**EXCERPT:**
::::::::::
Encoders Guide Superjumbo Wing Assembly

The new Airbus A380 Superjumbo, now under construction in Europe, is the largest commercial aircraft in the world. With 555-passenger capacity, and a wingspan in excess of 260 feet, building the giant double-decker calls for highly innovative assembly techniques. These include use of several wing-panel assembly machines that have linear encoder systems for positioning accuracy.

By Staff February 1, 2005

The new Airbus A380 Superjumbo, now under construction in Europe, is the largest commercial aircraft in the world. With 555-passenger capacity, and a wingspan in excess of 260 feet, building the giant double-decker calls for highly innovative assembly techniques. These include use of several wing-panel assembly machines that have linear encoder systems for positioning accuracy. The four machines, which are each four-stories-high and weigh 80 tons, incorporate more than 1 km of 40-micron scale tape to determine precise position of traveling yokes. The machines straddle each skin panel on the Superjumbo wing to drill, tap, and rivet stringers along the entire span.

Electroimpact Inc. has worked with Europe’s Airbus Industrie to deliver equipment for wing assemblies for the Airbus A320 family, the four-engine A340, and now for the huge A380 wings. The company has used Renishaw encoder systems for each of its Airbus wing assembly projects, in part because the tape scale used in Renishaw’s RG4 linear encoder system is available in continuous roll form.

Thousands of holes

Designated LVERs (low voltage electro-magnetic riveters), the huge twin-towered yokes of the wing assembly machines, run on beds capable of supporting all 16 wing panels involved. Each head must drill thousands of holes and apply all rivets and bolts as it traverses the stringer/skin combinations. The heads always must be perpendicular to the skin surface and therefore have to adjust to match any combination of camber, aerofoil contour, dihedral, taper, and sweepback anywhere along the wing.
::::::::::
**GIVEN RECORDS:**
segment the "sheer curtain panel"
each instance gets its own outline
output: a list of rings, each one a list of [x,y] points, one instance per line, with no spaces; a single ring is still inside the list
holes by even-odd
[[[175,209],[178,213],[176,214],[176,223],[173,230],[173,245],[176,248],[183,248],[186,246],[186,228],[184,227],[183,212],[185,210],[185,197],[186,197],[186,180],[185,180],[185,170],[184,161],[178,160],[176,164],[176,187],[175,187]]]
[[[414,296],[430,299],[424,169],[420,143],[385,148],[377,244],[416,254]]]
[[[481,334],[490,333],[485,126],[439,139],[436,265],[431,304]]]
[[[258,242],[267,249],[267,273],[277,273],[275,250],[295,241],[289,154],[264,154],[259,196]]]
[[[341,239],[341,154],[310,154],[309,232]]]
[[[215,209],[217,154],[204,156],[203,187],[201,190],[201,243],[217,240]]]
::::::::::
**EXERCISES:**
1 > From the wing assembly article, list every wing geometry feature that the assembly heads must adjust to while staying perpendicular to the skin surface.
2 > Translate this sentence from the wing assembly article into Spanish: "The machines straddle each skin panel on the Superjumbo wing to drill, tap, and rivet stringers along the entire span."
Rely only on the wing assembly article when answering.

**PROBLEM SOLUTIONS:**
1 >
- Camber
- Aerofoil contour
- Dihedral
- Taper
- Sweepback

2 > Las máquinas se colocan a horcajadas sobre cada panel de revestimiento del ala del Superjumbo para taladrar, roscar y remachar los larguerillos a lo largo de toda la envergadura.